__EXERCISE TASK__: Nothing other than the lines from the one containing "cup. Keep to one point per instance." through the close of the entries below should be printed, each exactly.
>> start
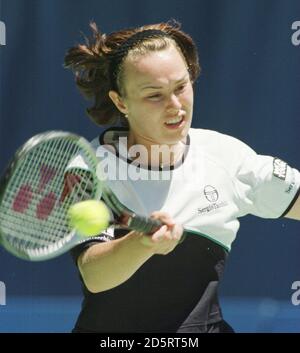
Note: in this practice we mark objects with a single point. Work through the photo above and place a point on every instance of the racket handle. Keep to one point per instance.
(143, 224)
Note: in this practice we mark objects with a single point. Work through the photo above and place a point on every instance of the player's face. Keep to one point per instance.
(159, 97)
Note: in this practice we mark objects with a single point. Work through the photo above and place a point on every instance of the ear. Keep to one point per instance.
(118, 101)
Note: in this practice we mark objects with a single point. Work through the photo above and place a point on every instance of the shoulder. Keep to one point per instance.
(211, 140)
(223, 149)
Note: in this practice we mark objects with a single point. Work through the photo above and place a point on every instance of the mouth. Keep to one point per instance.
(175, 123)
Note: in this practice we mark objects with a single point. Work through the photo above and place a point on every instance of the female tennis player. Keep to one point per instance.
(141, 81)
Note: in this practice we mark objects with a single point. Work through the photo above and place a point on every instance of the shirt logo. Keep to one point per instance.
(211, 193)
(279, 168)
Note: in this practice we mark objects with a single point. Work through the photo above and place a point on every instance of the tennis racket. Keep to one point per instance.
(38, 188)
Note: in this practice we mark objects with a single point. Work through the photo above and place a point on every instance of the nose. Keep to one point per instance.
(174, 104)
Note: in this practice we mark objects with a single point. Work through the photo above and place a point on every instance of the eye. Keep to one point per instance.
(180, 88)
(155, 97)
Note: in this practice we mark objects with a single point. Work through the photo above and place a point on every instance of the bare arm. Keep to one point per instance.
(294, 212)
(106, 265)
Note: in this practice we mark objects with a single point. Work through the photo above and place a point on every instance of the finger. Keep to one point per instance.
(159, 235)
(164, 217)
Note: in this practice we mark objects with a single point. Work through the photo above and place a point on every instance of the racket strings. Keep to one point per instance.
(32, 214)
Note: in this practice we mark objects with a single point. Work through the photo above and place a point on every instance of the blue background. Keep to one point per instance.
(249, 88)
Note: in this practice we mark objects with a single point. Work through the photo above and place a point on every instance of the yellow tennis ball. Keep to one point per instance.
(89, 217)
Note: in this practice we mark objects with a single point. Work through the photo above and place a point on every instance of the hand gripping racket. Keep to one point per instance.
(37, 190)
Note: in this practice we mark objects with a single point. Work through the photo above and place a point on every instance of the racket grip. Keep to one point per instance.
(144, 224)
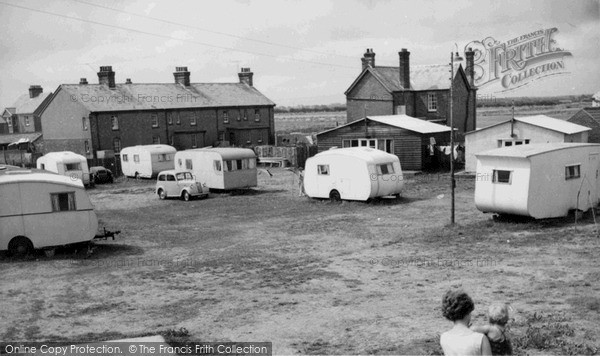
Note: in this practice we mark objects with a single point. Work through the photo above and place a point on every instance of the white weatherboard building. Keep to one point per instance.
(538, 180)
(521, 131)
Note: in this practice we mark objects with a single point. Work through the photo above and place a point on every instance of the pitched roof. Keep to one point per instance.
(151, 96)
(27, 105)
(544, 121)
(22, 137)
(425, 77)
(524, 151)
(401, 121)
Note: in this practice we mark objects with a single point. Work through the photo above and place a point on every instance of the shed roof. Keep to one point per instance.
(524, 151)
(544, 121)
(152, 96)
(401, 121)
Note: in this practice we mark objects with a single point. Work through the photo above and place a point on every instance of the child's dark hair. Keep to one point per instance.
(456, 304)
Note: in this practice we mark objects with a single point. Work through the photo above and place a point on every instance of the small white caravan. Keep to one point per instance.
(39, 209)
(221, 167)
(66, 163)
(538, 180)
(356, 173)
(146, 161)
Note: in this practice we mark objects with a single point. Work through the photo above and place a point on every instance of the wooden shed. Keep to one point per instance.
(412, 140)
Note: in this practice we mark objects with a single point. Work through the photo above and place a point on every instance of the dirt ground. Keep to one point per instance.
(312, 277)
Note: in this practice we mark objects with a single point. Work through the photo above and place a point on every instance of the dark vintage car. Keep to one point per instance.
(100, 174)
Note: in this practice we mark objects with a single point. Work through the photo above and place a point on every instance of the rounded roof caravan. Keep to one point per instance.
(39, 209)
(356, 173)
(66, 163)
(146, 161)
(220, 168)
(538, 180)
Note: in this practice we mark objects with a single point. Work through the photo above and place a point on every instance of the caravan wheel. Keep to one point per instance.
(334, 195)
(20, 246)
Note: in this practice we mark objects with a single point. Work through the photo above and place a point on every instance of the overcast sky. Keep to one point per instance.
(301, 52)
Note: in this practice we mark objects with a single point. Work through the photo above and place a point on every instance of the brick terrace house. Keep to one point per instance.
(589, 117)
(90, 118)
(418, 91)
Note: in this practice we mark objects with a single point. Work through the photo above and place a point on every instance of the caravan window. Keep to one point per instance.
(572, 172)
(73, 166)
(502, 177)
(63, 201)
(386, 168)
(323, 169)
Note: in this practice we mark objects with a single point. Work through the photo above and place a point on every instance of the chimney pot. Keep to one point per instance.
(35, 90)
(182, 76)
(106, 76)
(404, 68)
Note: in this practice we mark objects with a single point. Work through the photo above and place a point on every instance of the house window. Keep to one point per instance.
(63, 201)
(572, 172)
(386, 168)
(117, 145)
(114, 122)
(323, 169)
(504, 177)
(431, 102)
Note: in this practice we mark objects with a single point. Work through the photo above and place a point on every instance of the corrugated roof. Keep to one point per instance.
(27, 105)
(553, 124)
(401, 121)
(524, 151)
(10, 138)
(144, 96)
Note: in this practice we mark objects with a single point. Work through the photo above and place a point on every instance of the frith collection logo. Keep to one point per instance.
(518, 62)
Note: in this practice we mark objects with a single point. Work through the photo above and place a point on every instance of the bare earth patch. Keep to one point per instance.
(311, 276)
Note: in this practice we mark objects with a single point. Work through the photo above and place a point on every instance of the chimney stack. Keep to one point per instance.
(404, 55)
(245, 76)
(368, 59)
(106, 76)
(35, 90)
(469, 54)
(182, 76)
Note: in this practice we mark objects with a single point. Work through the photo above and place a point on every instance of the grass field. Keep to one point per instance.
(313, 277)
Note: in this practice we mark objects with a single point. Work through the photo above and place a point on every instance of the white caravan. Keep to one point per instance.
(356, 173)
(220, 168)
(39, 210)
(66, 163)
(538, 180)
(146, 161)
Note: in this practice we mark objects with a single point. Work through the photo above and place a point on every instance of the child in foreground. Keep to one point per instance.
(495, 330)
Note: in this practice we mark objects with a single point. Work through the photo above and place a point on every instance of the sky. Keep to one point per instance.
(301, 52)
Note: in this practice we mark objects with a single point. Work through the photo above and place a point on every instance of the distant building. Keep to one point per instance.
(417, 91)
(90, 119)
(412, 140)
(589, 117)
(521, 131)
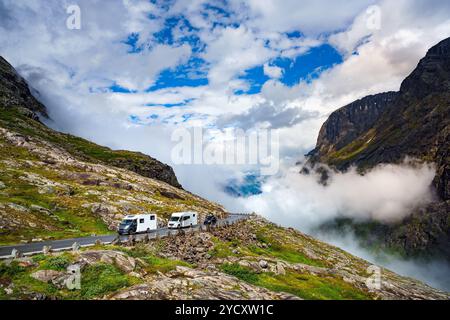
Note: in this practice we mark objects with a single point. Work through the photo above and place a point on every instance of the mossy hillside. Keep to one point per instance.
(85, 150)
(76, 187)
(305, 286)
(97, 280)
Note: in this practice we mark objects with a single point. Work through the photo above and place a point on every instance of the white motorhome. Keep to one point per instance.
(138, 223)
(183, 220)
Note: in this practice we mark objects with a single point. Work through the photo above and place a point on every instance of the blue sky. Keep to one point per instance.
(302, 67)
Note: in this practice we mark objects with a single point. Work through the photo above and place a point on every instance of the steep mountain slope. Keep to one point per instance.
(54, 185)
(386, 128)
(15, 97)
(253, 259)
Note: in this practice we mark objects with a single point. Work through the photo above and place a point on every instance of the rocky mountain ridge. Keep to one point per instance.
(15, 96)
(387, 128)
(252, 259)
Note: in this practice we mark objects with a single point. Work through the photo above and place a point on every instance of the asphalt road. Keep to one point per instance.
(37, 247)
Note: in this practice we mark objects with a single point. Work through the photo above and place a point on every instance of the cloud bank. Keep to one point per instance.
(387, 194)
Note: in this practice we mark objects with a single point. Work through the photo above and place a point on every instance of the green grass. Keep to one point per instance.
(58, 263)
(305, 286)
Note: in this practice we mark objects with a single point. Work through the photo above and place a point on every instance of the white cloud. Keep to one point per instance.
(387, 193)
(272, 71)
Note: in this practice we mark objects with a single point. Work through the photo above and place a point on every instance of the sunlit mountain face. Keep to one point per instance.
(144, 75)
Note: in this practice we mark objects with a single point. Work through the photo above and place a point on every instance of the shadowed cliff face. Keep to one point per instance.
(387, 128)
(14, 92)
(15, 96)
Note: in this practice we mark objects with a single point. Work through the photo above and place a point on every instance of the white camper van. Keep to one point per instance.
(183, 220)
(138, 223)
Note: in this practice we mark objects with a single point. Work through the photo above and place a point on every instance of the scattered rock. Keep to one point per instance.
(186, 283)
(46, 275)
(263, 264)
(18, 207)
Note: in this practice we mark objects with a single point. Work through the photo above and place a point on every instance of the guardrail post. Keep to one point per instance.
(75, 247)
(16, 253)
(47, 250)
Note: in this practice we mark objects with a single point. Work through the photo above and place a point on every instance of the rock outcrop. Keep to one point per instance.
(16, 97)
(252, 259)
(389, 127)
(15, 93)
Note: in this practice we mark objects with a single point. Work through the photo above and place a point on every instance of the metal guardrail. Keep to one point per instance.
(16, 251)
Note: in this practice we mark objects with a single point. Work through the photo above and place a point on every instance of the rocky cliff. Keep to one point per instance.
(15, 97)
(253, 259)
(388, 127)
(55, 185)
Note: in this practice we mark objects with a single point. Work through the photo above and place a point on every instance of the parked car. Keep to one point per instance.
(132, 224)
(210, 220)
(185, 219)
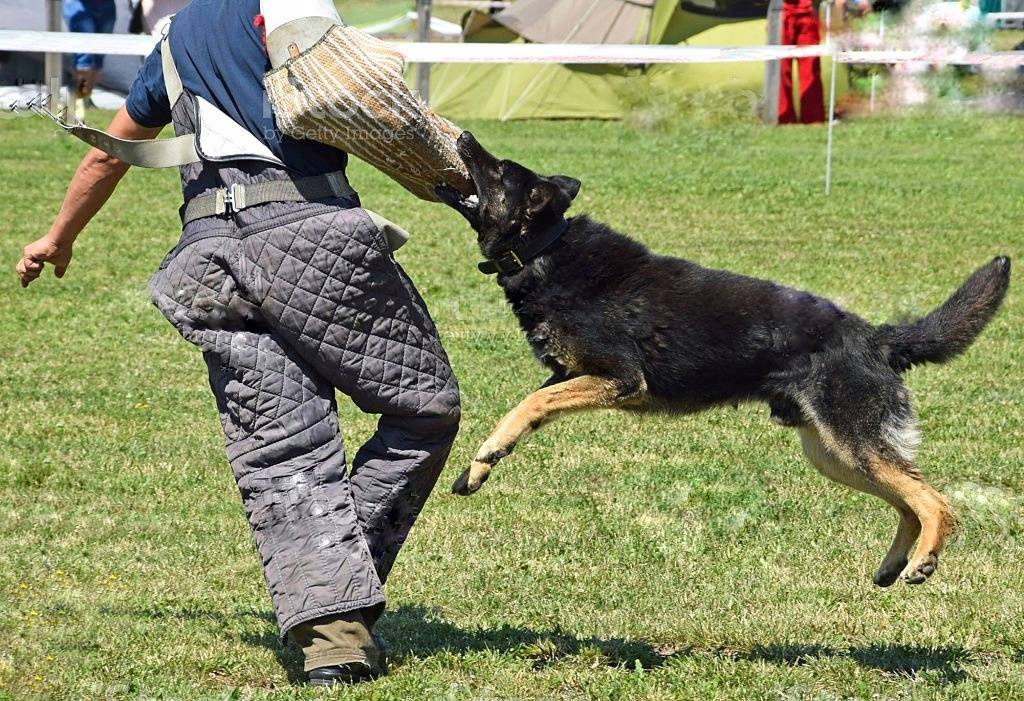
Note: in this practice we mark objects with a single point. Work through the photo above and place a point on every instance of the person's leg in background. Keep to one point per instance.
(786, 108)
(79, 18)
(812, 108)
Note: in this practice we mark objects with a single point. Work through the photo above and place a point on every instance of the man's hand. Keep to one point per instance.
(92, 185)
(40, 252)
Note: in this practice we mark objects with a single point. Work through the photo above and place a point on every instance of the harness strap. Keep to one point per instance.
(173, 152)
(172, 81)
(145, 154)
(239, 196)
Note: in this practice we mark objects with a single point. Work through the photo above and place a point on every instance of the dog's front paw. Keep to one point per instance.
(471, 480)
(919, 571)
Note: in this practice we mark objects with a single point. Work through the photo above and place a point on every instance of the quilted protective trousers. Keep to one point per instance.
(289, 303)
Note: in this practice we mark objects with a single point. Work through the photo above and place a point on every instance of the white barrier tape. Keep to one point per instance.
(123, 44)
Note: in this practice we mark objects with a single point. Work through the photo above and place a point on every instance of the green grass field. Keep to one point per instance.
(613, 557)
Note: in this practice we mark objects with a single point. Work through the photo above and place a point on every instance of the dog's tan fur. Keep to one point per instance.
(587, 392)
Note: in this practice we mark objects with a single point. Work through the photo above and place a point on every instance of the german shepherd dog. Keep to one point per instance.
(620, 326)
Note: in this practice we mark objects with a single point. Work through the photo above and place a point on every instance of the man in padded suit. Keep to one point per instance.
(289, 301)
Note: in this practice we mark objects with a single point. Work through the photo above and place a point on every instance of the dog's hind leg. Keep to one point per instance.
(931, 508)
(923, 512)
(577, 394)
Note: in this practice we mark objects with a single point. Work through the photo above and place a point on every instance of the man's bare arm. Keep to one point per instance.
(92, 185)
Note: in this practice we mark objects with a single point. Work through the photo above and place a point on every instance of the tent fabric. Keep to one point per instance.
(580, 22)
(554, 91)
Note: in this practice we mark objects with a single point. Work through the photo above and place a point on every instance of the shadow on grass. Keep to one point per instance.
(419, 631)
(905, 660)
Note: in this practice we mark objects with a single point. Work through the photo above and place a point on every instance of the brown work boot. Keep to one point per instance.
(340, 649)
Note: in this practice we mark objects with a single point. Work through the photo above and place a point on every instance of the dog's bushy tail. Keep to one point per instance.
(951, 329)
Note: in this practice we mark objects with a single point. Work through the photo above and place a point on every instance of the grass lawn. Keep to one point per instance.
(613, 557)
(359, 12)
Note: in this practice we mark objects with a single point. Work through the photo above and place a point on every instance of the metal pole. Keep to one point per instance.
(832, 103)
(423, 11)
(773, 69)
(53, 62)
(875, 69)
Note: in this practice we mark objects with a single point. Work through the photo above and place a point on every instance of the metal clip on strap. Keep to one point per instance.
(239, 196)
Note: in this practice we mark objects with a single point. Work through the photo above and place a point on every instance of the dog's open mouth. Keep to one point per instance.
(466, 205)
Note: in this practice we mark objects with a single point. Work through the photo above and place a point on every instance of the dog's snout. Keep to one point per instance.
(466, 144)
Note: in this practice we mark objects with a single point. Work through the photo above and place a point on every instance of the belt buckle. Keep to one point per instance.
(231, 200)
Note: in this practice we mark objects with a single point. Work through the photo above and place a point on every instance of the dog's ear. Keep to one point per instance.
(557, 191)
(568, 185)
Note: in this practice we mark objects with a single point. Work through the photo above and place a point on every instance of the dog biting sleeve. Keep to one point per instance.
(348, 91)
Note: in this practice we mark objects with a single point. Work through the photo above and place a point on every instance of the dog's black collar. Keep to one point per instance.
(514, 260)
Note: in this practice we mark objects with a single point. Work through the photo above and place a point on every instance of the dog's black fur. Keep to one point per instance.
(672, 335)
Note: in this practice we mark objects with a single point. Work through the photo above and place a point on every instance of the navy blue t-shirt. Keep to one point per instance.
(220, 56)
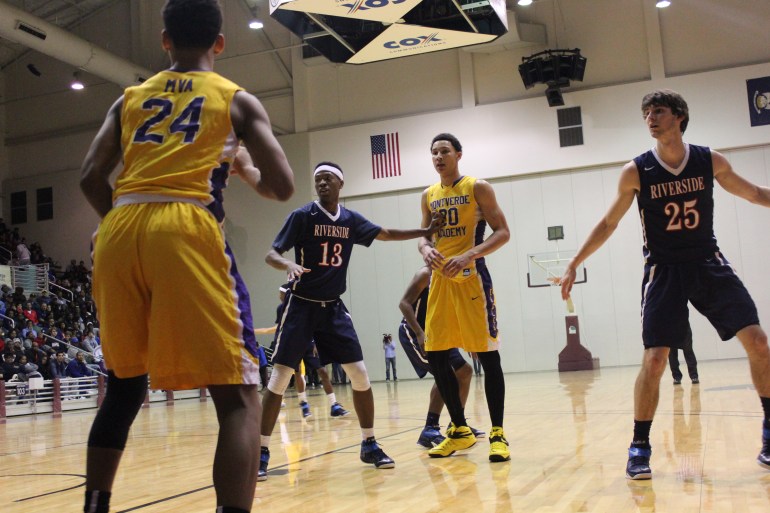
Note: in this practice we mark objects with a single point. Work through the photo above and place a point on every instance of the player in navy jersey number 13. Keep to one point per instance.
(322, 234)
(673, 185)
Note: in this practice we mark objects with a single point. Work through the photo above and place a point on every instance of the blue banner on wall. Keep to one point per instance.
(758, 90)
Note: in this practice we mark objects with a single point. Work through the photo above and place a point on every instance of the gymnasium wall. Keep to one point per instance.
(514, 144)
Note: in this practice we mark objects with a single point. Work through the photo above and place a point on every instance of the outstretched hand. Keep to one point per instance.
(566, 282)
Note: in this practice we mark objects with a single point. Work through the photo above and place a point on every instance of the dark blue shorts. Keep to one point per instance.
(419, 362)
(328, 323)
(262, 357)
(711, 286)
(311, 359)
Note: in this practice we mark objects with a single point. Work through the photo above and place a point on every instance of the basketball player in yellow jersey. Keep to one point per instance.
(461, 302)
(170, 300)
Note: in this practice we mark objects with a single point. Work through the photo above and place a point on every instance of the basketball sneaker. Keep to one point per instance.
(498, 446)
(430, 437)
(338, 410)
(476, 432)
(764, 455)
(638, 466)
(371, 453)
(264, 459)
(457, 439)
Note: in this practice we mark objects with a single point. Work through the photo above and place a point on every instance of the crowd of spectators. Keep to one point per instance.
(47, 334)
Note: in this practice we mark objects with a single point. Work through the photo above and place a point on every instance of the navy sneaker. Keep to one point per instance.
(264, 459)
(764, 455)
(430, 437)
(371, 453)
(638, 466)
(476, 432)
(305, 409)
(338, 410)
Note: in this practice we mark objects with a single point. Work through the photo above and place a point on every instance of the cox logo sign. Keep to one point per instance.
(365, 5)
(412, 41)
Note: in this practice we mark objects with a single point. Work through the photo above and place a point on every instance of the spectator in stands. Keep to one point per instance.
(74, 345)
(29, 330)
(89, 342)
(35, 353)
(71, 271)
(44, 367)
(18, 296)
(44, 298)
(29, 312)
(77, 368)
(17, 348)
(9, 367)
(54, 344)
(22, 253)
(58, 366)
(27, 370)
(44, 313)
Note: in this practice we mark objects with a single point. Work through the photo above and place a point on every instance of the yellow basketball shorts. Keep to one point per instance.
(461, 313)
(166, 299)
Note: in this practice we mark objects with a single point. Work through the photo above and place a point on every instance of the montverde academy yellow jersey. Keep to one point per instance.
(160, 120)
(464, 226)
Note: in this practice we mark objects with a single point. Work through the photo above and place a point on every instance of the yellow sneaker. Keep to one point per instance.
(457, 439)
(498, 445)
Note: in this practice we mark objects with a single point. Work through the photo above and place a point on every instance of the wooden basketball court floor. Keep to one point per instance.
(568, 433)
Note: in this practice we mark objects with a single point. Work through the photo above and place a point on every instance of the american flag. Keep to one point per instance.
(386, 158)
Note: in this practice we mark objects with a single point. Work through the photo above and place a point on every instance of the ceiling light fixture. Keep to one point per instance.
(76, 84)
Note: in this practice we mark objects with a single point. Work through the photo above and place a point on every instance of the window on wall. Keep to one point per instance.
(19, 207)
(570, 126)
(45, 204)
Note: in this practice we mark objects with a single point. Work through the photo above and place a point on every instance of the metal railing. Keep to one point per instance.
(38, 396)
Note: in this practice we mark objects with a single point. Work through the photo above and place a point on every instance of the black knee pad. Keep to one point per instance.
(122, 402)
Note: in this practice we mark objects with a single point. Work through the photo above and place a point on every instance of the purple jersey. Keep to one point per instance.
(676, 207)
(323, 243)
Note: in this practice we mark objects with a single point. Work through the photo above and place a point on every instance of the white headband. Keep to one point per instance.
(331, 169)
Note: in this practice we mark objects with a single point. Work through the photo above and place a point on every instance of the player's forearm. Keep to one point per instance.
(277, 261)
(490, 244)
(409, 317)
(395, 234)
(595, 240)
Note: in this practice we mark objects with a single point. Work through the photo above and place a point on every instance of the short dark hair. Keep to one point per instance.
(329, 163)
(192, 23)
(449, 138)
(670, 99)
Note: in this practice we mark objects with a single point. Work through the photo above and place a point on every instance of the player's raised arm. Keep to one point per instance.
(628, 186)
(419, 281)
(278, 261)
(102, 158)
(396, 234)
(252, 125)
(735, 184)
(425, 245)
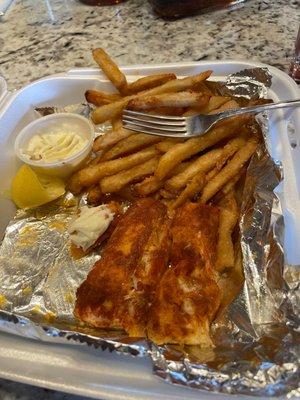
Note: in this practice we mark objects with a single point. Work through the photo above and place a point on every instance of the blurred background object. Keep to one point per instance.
(101, 2)
(180, 8)
(4, 5)
(295, 63)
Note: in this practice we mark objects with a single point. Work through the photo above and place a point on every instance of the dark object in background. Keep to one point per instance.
(295, 63)
(181, 8)
(101, 2)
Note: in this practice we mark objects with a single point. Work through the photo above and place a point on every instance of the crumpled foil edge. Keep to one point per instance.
(263, 376)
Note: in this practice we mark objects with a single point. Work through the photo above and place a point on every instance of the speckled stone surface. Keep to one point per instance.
(39, 38)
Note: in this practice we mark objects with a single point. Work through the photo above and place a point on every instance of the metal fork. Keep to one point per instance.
(185, 127)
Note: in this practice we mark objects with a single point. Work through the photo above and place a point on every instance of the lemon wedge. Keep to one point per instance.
(30, 189)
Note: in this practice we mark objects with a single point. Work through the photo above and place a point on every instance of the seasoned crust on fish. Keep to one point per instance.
(103, 298)
(188, 297)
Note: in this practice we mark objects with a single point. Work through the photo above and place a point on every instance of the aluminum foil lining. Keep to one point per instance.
(257, 337)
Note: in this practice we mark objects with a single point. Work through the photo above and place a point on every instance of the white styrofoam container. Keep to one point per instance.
(90, 372)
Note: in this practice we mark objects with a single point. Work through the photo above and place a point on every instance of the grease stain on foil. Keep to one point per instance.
(256, 338)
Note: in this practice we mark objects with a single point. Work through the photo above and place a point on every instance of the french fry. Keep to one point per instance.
(215, 158)
(192, 189)
(110, 138)
(228, 105)
(113, 183)
(94, 161)
(151, 184)
(166, 194)
(100, 98)
(113, 110)
(232, 168)
(202, 165)
(173, 111)
(182, 151)
(129, 144)
(227, 221)
(94, 195)
(231, 184)
(166, 145)
(109, 111)
(91, 175)
(149, 82)
(213, 104)
(110, 68)
(181, 99)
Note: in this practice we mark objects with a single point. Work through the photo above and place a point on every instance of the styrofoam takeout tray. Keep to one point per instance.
(83, 370)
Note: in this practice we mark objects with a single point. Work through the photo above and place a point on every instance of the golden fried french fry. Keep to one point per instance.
(231, 184)
(213, 104)
(91, 175)
(228, 218)
(182, 151)
(203, 164)
(110, 68)
(109, 111)
(149, 82)
(94, 161)
(167, 144)
(129, 144)
(151, 184)
(181, 99)
(110, 138)
(166, 194)
(191, 190)
(113, 110)
(113, 183)
(228, 105)
(100, 98)
(173, 111)
(178, 85)
(94, 195)
(230, 170)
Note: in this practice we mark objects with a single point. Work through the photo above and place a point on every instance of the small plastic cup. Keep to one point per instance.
(64, 167)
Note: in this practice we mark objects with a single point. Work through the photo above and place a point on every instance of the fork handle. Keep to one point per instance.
(257, 109)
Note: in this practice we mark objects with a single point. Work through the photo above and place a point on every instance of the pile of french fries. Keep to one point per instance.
(207, 168)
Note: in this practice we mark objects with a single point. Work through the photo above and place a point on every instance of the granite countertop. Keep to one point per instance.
(38, 38)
>> end
__PROBLEM SOLUTION__:
Note: in this practice we mark objects with a single point. Work through the photo above and place a point on every instance of the small plastic cup. Keep to one point per instance.
(64, 167)
Note: in this practice we mark objects with a single point. Work through the photo above and place a point on every instance of the fork handle. Keep to one point per instance.
(257, 109)
Note: in this practice we mark objects with a single point. Work through the photo above and place a point on every instance of the pile of french fries. Keep to one point per instance.
(207, 168)
Note: in this practice we mark objects with a single point. Work through the photo above and place a point on every instance of the granite countertop. Keep to one point per instance.
(38, 38)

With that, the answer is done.